→ Assignment: Starting with the line containing "object: man's hand." and going on through the line containing "Object detection ground-truth generation. Target object: gray", return the lines of the data below exactly, and only those.

→ Task data:
- - - -

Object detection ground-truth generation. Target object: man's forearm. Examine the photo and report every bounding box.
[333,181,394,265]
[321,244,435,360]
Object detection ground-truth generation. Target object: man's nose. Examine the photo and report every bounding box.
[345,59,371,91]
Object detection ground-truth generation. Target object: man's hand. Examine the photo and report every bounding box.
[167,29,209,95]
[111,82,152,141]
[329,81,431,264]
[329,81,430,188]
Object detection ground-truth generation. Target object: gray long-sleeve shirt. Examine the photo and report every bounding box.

- - - -

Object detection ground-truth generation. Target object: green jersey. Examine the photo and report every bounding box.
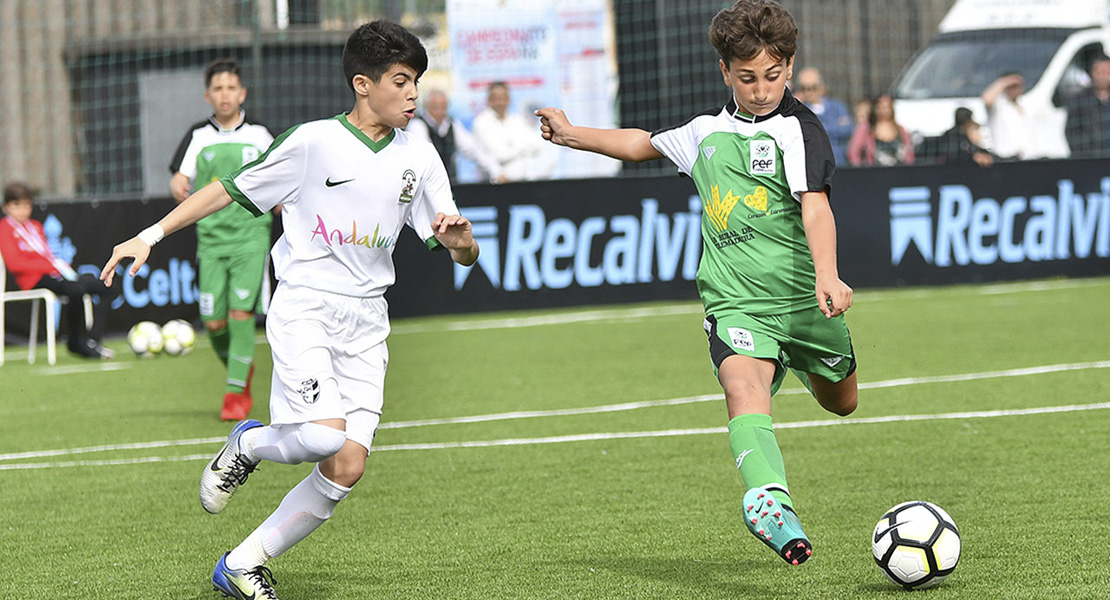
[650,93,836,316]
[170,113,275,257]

- - - -

→ Answer section:
Object detection ground-truth generation. Target object: man's hand. Examine the photo and report every bounding box.
[167,29,209,95]
[111,82,152,141]
[329,81,431,264]
[329,81,430,188]
Object detection ground-truth generation. Target object: gray long-sleeve shirt. Examine the photo and report every bounding box.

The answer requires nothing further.